§ Document extract
------------------------------------

Crystal ball on 1999

Published in The Jerusalem Post on December 27, 1998

 

Looking ahead into 1999, watch for the following:

 

Spring elections: 2,500 parties are running, alongside 97 candidates for

prime minister — none of them inspiring — with political platforms

that amount to little more than egoistic postcards. The result? More

Israeli withdrawals alongside Palestinian statehood, no matter who wins,

and a national unity government as the only way to overcome our polity’s

utter disintegration.

 

Bibi: Houdini has done it before and April is a long way off, so don’t

rule Netanyahu out yet. Admittedly, things look bad for the PM and very

good for Shahak. But that’s only because Shahak hasn’t yet opened his

mouth. Meridor is the man to watch; you heard it here first.

 

Political culture: In a way, both Clinton and Netanyahu are casualties

of a culture war where vengeance has become the defining idiom of

politics; retribution and mean-spiritedness the operational scheme.

Watch the public demand an end to this untamed confrontationism. We

deserve a politics that is selfless, issue-oriented, attenuated by

reasonableness.

 

Shas: Round one of the never-ending Deri trials will conclude next year,

my guess, in acquittal. Rounds two and three will extend centuries into

the new millenium. In the meantime, Shas will formally swallow-up the

NRP and take over Chabad too. The Sephardic Torah Guardians could even

end-up as the largest faction in the next Knesset!

------------------------------------

§ Rows
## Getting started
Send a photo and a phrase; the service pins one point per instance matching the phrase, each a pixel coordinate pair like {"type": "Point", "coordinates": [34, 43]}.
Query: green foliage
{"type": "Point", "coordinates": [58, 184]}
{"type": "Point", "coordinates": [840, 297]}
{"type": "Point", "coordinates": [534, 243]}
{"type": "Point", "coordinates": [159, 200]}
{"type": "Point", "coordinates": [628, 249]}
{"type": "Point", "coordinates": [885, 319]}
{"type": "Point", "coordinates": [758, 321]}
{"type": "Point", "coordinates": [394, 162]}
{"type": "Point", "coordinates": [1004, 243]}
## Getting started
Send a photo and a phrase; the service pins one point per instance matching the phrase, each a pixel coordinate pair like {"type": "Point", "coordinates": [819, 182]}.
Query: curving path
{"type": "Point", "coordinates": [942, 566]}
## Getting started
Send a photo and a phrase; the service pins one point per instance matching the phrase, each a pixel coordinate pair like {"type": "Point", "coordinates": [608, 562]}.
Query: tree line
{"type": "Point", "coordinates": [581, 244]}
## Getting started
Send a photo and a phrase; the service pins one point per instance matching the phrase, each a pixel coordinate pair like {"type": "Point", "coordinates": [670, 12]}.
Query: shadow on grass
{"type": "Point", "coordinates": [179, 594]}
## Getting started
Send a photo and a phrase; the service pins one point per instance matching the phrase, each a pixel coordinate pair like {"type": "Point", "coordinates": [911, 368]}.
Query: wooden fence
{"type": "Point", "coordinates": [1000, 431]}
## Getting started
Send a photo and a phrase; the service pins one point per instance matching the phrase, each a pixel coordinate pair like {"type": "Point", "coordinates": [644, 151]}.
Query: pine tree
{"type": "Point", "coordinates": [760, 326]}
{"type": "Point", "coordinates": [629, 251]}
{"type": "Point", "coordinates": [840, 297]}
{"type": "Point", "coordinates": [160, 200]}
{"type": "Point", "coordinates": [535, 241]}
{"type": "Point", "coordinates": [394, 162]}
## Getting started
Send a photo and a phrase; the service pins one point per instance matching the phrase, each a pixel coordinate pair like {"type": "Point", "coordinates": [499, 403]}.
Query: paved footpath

------------------------------------

§ To do
1 - Answer these questions from the 1999 predictions column:
(a) How many parties does the column say are running in the spring elections?
(b) Whom does the column call "the man to watch"?
(c) How does the writer guess round one of the Deri trials will conclude?
2 - Pick up the 1999 predictions column where it stops and write the next few forecasts in the same style.

§ Expected answers
1 -
(a) 2,500
(b) Meridor
(c) In acquittal

2 -
 

Wye Two: Palestinian and Israeli negotiators will be summoned to Wye

River Plantation by Clinton (or Gore?) in late April to lock horns and

head-off a unilateral declaration of Palestinian statehood, scheduled

for May 4. Betcha that this time Sarah Netanyahu won’t be there.

 

Battle for Jerusalem: Watch for the intifada to hit the Holy City full

force as talks on final status heat up, or the battle brews over the

borders of Arafat’s unilaterally-declared state. The “prisoners

intifada” we’ve been facing in recent weeks is but child’s play, a

warm-up exercise.

 

Palestine: The little dictatorship on our borders won’t be *pareve*, as

one pundit put it recently, meaning that Palestine likely won’t be

winning any human rights, free speech or pacifist awards. How many times

in 1999 will Arafat ‘arrest’ and then release Sheikh Yassin? And with

whom will Palestine vote more frequently in the UN – with the US — or

Iraq?

 

Lebanon: Unilateral withdrawal from the security zone isn’t much of an

option, yet the public clamor for a change in our northern defense

posture grows by the week, with every additional casualty. Do Shakak and

Barak have any brilliant ideas, short of coughing-up the entire Golan to

Syria?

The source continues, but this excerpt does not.